*** DATASET EXCERPTS Section Begins ***
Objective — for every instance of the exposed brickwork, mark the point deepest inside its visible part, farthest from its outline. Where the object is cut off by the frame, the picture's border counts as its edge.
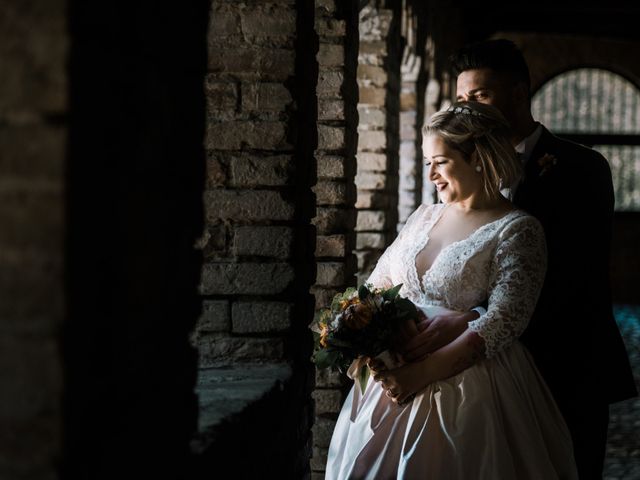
(337, 29)
(258, 245)
(378, 144)
(33, 131)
*** DATASET EXCERPTS Section Ends ***
* **TASK OBJECTIVE**
Exact copy, pictures excluded: restate every record above word for word.

* **WRITTEN REPLY**
Objective — for every instance of the exposed brickwork, mark the point deepest inside its visible part, farthest from its outline. Where the object is cut off by the frame, the picture's border counts as its edge.
(337, 29)
(258, 245)
(378, 144)
(33, 131)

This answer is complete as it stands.